▶ What you should do
Reproduce the following lines word for word, leaving out the pictures.

▶ Point annotation dataset records
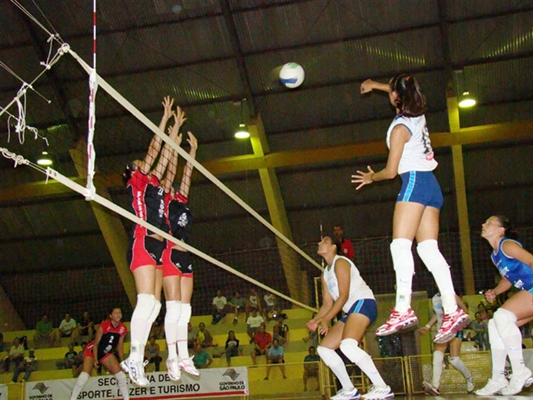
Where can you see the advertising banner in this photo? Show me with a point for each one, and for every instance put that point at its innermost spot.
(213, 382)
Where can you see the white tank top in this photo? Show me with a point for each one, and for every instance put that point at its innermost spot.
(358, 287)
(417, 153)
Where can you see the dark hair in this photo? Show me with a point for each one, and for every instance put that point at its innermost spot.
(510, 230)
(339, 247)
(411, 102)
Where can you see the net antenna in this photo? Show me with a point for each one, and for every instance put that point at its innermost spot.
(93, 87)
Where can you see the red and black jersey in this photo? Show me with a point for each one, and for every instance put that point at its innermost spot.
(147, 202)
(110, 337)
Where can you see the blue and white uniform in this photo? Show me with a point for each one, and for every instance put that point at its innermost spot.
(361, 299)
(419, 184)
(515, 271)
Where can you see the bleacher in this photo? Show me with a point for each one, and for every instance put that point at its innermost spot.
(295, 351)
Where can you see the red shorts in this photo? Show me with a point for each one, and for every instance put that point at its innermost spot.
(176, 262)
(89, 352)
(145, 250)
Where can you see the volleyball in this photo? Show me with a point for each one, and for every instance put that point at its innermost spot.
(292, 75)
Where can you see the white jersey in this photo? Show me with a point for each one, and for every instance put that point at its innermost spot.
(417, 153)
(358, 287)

▶ Response to the exercise
Where can you see the advertising banner in this photo? Show me with a point for each one, and for every instance put that point at its innermost spot.
(213, 382)
Where can you see the white tank top in this photo? Show me with a point for each one, and for every instance put that point at its innermost spot.
(358, 287)
(417, 153)
Where can you see the dark hair in this photo? Show me with a point for each one, and for every instance put that point at its innermost spot.
(510, 230)
(339, 247)
(411, 102)
Where can you see the net antenna in this photo? Show me with a point for each one, and for every instance put that point at its innermost spot.
(93, 87)
Where can you see the red and black jersey in this photo? Show me with a point for each one, and for every instance put that point at its innermost spot.
(147, 202)
(110, 337)
Where can you see the blue and white uniform in this photo? Show me with a point for each one, and for every instance put that point at its innermost spot.
(361, 299)
(419, 184)
(515, 271)
Where can you see the bleacher in this photo? Show me with a point for each one, and for every instance put that point at its innermost spot.
(295, 351)
Where can you see the red shorts in this photo? Show me with a point for each one, and for every instance put that point at its innermost spot.
(176, 262)
(89, 352)
(145, 250)
Where can you see the volleyball in this photo? Show me with a point for each one, and for every instance put that point at its innermost spot.
(292, 75)
Where can you see the white jersey in this photo? Show me with a point for each one, and for every instance put that point at its innermost spot.
(417, 153)
(358, 287)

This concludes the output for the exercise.